Retype every record exactly. Skip the images.

Collection entries

^^^^^^^^^^^^^^^^

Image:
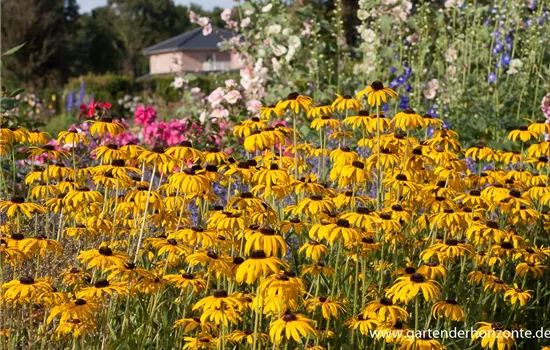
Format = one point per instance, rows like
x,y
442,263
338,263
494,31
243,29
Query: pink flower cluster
x,y
171,133
545,106
145,115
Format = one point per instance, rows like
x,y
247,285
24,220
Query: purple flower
x,y
505,59
81,94
404,103
70,103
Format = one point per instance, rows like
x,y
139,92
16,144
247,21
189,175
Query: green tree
x,y
46,26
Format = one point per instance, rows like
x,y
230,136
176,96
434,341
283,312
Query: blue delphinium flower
x,y
505,59
81,93
404,103
70,103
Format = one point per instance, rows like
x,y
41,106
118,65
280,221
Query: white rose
x,y
429,94
294,42
273,29
362,15
433,84
278,50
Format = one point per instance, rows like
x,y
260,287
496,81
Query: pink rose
x,y
207,29
220,113
226,15
216,97
232,96
253,106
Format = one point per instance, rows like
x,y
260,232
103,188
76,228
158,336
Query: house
x,y
192,51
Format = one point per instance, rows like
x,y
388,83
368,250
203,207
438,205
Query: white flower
x,y
362,15
433,84
202,21
178,82
278,50
219,113
273,29
232,96
368,35
290,54
451,55
429,94
193,17
253,106
202,117
216,97
207,29
294,42
276,65
451,70
516,63
245,22
226,15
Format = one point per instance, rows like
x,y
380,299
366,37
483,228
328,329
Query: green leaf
x,y
13,50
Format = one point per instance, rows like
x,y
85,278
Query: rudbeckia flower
x,y
407,120
258,264
492,334
25,290
345,103
518,295
384,310
104,126
329,308
406,288
103,258
448,308
292,325
523,133
296,103
17,205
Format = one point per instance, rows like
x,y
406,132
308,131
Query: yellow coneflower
x,y
376,93
406,288
345,102
492,334
448,308
258,264
271,110
295,102
103,258
523,133
17,205
292,325
384,310
25,289
518,295
104,126
319,111
408,119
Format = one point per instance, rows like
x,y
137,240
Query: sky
x,y
87,5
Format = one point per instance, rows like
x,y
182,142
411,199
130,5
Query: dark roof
x,y
191,40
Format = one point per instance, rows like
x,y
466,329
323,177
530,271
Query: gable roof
x,y
191,40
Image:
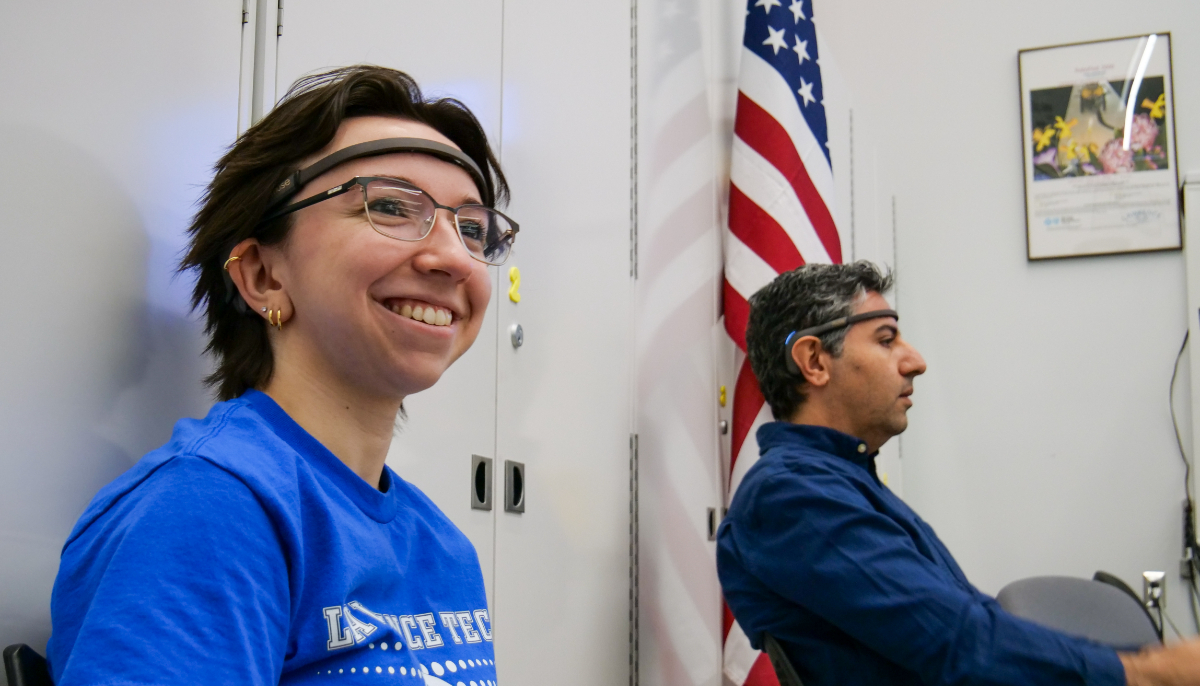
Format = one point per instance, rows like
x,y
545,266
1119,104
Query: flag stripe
x,y
745,271
780,217
761,233
763,133
747,403
767,88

^^^^^^^^^^^^^^^^

- _Expected output_:
Image:
Format = one point per instance, rows like
x,y
442,263
338,263
494,31
243,29
Query: pink flower cluster
x,y
171,133
545,106
145,115
Format = one point per instance, rows like
x,y
247,285
24,220
Query: purple flower
x,y
505,59
81,94
404,103
70,103
Format = one point per instance, rows like
x,y
139,92
16,144
247,21
189,175
Query: green tree
x,y
46,26
Format = one point per instance, rows like
x,y
230,136
176,96
434,341
283,312
Query: blue delphinium flower
x,y
505,59
81,93
404,103
70,103
Format = one point per instance, rows like
x,y
41,106
118,65
280,221
Query: white rose
x,y
429,94
294,42
273,29
362,15
433,84
278,50
Format = one point per instance, rows like
x,y
260,287
496,81
Query: pink rose
x,y
207,29
220,113
226,15
216,97
232,96
253,106
Format = one point per instance, rows like
x,y
260,232
103,188
76,228
158,336
Query: house
x,y
192,51
Format = one point per instance, rows like
x,y
388,83
368,250
203,207
438,205
Query: white flower
x,y
362,15
433,84
202,21
178,82
278,50
219,113
273,29
232,96
368,35
290,54
451,55
429,94
193,17
253,106
202,117
216,97
207,29
294,42
276,65
451,70
516,63
245,22
226,15
Format = one point per instance, rows like
x,y
380,299
366,37
483,228
328,329
Query: green leaf
x,y
13,50
Format = one point per instance, rows like
x,y
85,278
Query: rudbeckia flower
x,y
407,120
258,264
492,334
25,290
345,103
518,295
384,310
104,126
329,308
406,288
103,258
448,308
292,325
523,133
296,103
17,205
Format = one point per instance, rows like
x,y
406,132
308,131
Query: yellow coneflower
x,y
376,93
406,288
345,102
492,334
448,308
258,264
271,110
295,102
103,258
523,133
17,205
292,325
384,310
25,289
518,295
104,126
319,111
408,119
Format = one point per instance, rows like
x,y
137,240
Query: sky
x,y
87,5
Format = one point per instance, rows like
x,y
182,142
411,199
130,5
Query: dark roof
x,y
191,40
Format = one point per instance, rows like
x,y
466,329
323,177
530,271
Query: gable roof
x,y
191,40
Image:
Format = one point per instance, rows like
x,y
545,266
1119,104
Query: flag stripe
x,y
745,271
780,217
761,233
763,133
747,403
767,88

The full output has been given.